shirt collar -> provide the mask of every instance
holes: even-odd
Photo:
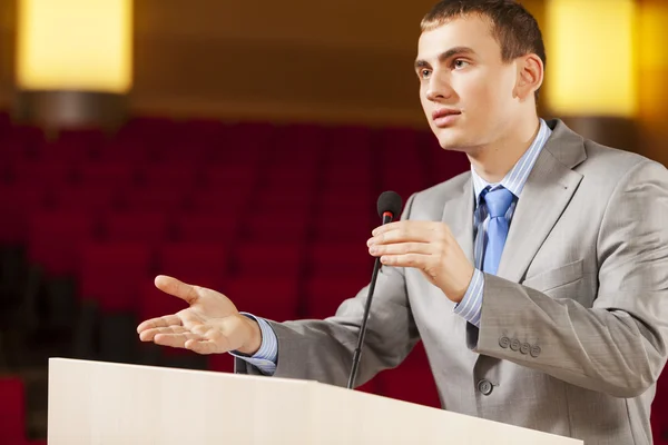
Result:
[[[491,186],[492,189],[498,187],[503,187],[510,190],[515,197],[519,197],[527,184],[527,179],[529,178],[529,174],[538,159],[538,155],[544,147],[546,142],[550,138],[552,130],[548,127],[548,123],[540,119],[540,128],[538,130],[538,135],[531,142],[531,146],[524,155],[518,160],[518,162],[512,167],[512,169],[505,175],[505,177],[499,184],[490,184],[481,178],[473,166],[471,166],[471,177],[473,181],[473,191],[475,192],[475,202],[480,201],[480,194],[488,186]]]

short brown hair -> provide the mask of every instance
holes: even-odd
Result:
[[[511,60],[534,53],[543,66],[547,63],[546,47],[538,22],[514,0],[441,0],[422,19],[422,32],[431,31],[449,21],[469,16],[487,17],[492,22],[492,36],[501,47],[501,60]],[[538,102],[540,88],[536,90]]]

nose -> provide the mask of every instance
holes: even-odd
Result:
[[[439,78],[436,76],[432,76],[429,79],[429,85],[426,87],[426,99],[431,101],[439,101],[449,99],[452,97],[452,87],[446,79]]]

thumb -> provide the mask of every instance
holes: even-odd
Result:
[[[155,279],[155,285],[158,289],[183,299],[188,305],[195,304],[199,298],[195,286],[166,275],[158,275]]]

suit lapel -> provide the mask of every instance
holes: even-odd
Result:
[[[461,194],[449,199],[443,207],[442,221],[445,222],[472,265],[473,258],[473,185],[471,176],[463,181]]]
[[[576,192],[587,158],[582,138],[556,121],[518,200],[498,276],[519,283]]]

==

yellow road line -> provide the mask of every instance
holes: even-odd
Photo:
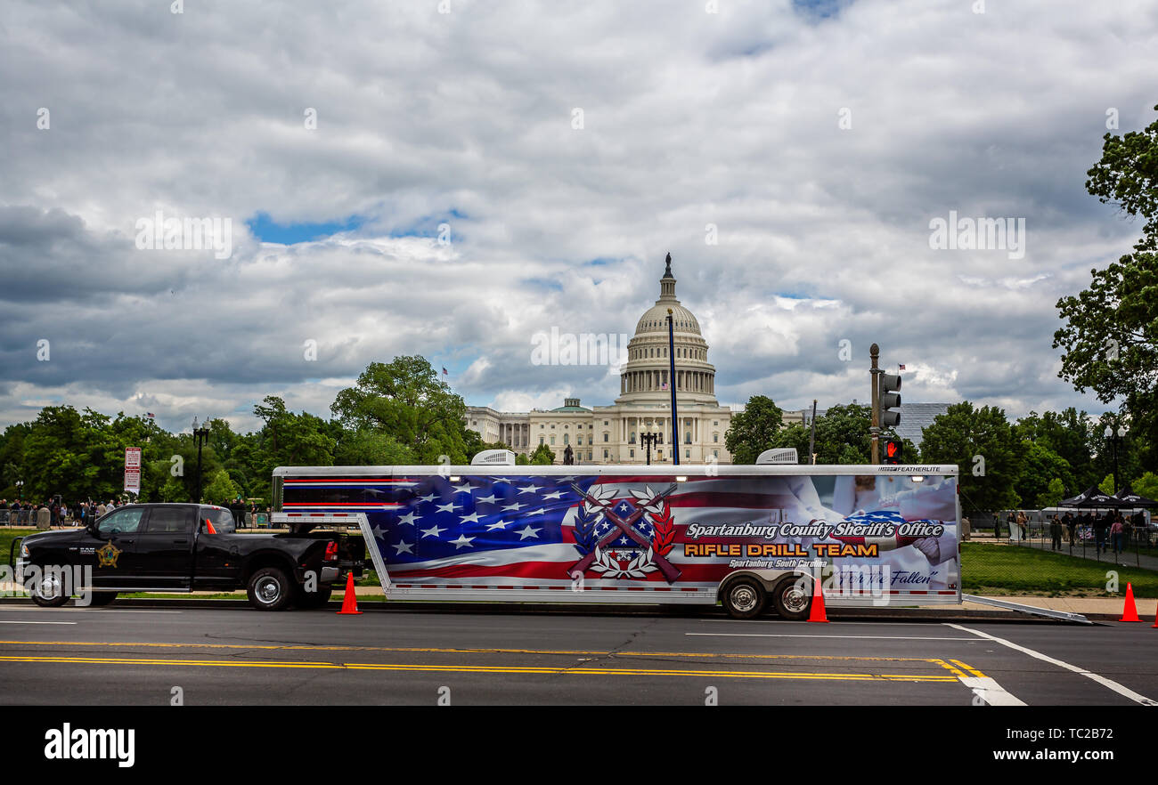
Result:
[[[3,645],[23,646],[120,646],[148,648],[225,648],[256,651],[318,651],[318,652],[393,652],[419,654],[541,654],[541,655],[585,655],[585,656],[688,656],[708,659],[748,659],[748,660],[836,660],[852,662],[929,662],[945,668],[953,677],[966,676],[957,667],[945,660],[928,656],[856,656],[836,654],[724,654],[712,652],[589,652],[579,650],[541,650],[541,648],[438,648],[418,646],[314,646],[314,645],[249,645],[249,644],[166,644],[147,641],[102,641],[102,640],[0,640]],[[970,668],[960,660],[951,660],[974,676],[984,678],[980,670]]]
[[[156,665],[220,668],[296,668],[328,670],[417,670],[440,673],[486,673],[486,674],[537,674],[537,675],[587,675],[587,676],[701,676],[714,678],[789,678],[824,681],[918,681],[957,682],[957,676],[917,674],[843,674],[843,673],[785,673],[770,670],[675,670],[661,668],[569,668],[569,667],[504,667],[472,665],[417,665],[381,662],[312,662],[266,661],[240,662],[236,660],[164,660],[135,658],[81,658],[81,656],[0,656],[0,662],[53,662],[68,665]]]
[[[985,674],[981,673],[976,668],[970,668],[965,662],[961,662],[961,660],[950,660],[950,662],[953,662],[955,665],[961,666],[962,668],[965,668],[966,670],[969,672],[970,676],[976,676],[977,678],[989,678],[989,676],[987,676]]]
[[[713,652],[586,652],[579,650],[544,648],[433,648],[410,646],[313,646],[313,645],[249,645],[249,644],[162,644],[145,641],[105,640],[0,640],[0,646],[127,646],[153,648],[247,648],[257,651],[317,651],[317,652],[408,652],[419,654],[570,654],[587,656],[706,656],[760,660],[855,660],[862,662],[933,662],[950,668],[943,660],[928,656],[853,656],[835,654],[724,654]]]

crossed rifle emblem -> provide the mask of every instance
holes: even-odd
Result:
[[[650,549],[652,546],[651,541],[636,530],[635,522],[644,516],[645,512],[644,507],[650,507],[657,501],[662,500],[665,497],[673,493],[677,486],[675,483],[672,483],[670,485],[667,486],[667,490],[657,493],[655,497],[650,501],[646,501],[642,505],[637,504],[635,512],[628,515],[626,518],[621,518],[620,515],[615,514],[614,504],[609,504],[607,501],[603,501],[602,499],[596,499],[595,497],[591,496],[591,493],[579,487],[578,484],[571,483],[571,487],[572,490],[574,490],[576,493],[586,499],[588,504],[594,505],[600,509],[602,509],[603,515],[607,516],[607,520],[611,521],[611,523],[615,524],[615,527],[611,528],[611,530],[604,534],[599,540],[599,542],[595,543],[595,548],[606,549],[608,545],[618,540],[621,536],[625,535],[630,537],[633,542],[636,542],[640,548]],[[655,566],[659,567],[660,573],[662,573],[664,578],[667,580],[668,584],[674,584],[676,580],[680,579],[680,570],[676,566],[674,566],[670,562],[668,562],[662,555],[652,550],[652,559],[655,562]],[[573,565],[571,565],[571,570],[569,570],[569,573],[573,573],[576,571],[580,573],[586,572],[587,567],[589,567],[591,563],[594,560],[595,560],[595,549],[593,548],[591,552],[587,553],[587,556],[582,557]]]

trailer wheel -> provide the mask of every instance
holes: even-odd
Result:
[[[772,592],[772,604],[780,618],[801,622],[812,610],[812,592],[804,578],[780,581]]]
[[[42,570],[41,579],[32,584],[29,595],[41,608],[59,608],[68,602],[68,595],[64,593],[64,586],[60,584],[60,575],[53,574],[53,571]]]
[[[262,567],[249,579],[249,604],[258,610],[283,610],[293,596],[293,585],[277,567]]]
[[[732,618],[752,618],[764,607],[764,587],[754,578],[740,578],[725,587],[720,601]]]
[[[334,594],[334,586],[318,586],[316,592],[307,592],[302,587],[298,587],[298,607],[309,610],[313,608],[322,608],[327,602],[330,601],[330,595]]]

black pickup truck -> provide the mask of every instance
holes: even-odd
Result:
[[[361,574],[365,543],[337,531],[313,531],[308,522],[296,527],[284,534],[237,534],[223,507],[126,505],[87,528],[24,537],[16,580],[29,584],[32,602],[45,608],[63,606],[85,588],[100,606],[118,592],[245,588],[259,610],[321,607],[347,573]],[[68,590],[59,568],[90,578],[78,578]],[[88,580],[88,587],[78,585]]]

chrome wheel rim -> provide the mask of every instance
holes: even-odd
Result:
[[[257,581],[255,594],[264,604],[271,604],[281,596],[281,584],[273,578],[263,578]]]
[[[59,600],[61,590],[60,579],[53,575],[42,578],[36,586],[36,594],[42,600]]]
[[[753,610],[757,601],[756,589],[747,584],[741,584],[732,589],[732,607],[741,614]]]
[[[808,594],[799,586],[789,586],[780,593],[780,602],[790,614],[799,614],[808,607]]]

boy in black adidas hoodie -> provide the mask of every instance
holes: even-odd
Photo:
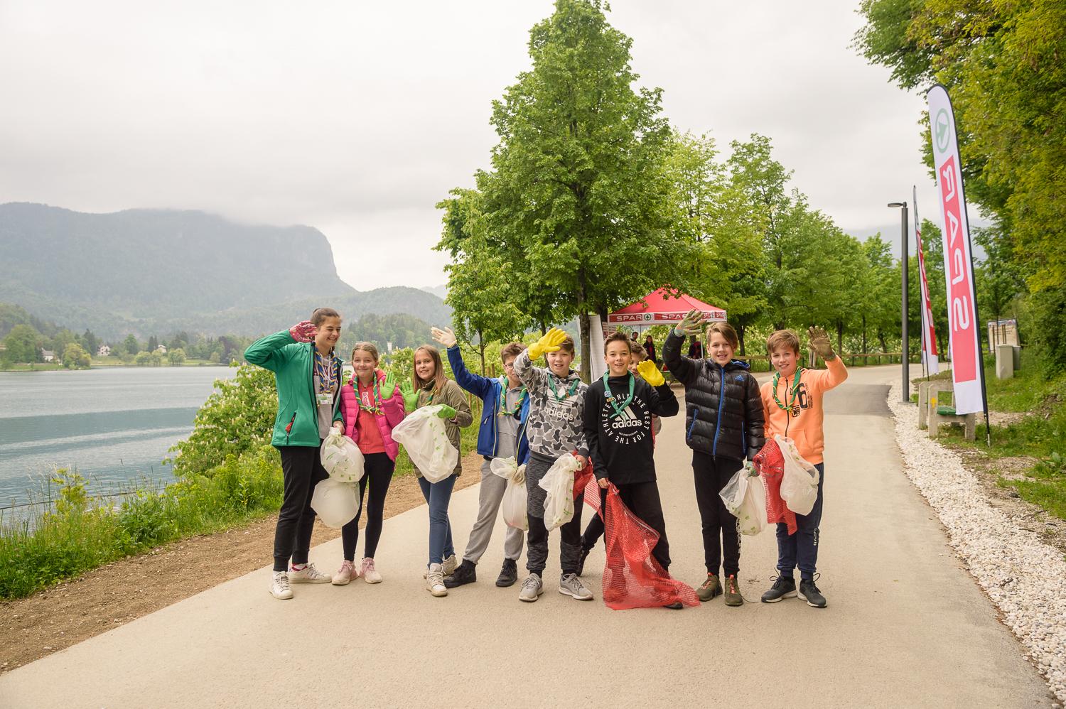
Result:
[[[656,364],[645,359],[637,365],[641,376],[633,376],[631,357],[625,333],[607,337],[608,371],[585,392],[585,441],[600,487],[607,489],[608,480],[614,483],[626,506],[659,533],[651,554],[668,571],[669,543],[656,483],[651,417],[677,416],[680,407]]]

--

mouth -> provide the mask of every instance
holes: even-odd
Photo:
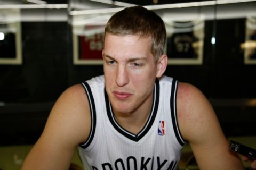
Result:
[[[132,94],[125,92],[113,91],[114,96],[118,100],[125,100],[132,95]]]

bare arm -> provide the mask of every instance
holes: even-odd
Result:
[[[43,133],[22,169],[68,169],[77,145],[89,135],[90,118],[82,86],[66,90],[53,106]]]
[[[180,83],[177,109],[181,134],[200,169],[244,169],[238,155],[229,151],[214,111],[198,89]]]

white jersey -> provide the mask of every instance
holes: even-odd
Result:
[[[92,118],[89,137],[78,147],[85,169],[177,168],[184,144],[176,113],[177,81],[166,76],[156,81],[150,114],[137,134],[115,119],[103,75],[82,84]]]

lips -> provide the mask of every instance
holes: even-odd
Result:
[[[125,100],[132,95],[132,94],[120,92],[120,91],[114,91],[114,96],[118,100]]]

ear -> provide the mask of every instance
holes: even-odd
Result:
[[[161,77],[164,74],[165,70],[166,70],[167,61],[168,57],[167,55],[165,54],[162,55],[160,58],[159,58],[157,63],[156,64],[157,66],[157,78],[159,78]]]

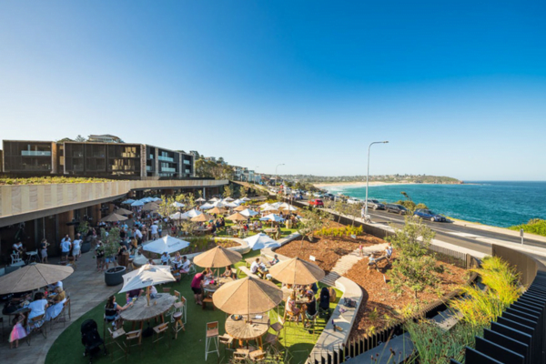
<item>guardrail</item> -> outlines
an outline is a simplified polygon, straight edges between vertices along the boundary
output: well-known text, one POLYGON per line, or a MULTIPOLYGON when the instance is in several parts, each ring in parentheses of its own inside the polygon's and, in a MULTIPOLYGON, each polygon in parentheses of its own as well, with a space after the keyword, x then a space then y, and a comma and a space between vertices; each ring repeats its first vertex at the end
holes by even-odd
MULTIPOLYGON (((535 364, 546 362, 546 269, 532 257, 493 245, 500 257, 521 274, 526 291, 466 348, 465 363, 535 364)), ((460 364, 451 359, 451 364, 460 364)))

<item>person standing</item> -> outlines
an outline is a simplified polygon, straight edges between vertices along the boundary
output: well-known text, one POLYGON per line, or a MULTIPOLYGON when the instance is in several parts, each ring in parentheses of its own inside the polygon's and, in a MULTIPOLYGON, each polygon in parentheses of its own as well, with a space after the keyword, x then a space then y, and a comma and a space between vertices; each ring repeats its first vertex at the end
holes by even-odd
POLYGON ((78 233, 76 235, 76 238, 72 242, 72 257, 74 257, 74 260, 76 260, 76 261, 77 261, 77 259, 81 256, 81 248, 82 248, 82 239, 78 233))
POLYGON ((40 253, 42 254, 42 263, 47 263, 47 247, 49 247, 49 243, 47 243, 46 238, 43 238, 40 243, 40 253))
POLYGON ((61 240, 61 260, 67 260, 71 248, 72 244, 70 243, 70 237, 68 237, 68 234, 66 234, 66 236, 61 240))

• _Problem description_
Report the number of lines in the items above that contain the string "outlines", treating uppercase and lowercase as distinct. Give only the number.

• _Task answer_
2